Task instructions
Rewrite the listing below so that each "side mirror" becomes "door mirror", with every other word left as it is. Omit the pictures from your answer.

------------------------------------------------------------------------

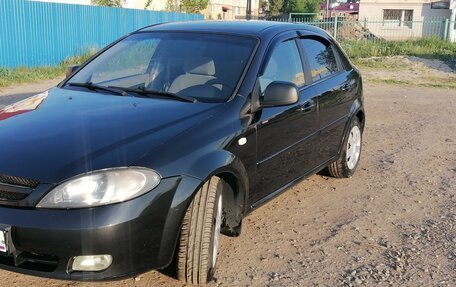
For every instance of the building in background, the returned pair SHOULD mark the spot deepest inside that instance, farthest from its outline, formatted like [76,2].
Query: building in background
[235,9]
[391,19]
[341,10]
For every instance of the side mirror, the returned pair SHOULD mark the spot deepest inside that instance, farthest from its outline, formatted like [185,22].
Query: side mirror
[70,70]
[280,94]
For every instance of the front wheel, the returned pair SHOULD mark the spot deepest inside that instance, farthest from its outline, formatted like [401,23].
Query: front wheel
[200,232]
[346,165]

------------------------------------------------------------------------

Written answer
For every instance of the building in background, the returned pair SHOULD mark the spot deepest inside that instance, farthest from its outline, formatted like [76,2].
Query: building in background
[235,9]
[391,19]
[341,10]
For every instance of the door mirror, the returned pair SHOULD mark the spot deepest inside that instance, farthest from its outline, formatted like [185,22].
Query: door mirror
[70,70]
[280,94]
For every instance of the front wheel, the returned pair SHOULD mark the spot deepest inside that instance, farthest from its outline, formatted like [401,23].
Query: front wheel
[200,232]
[346,165]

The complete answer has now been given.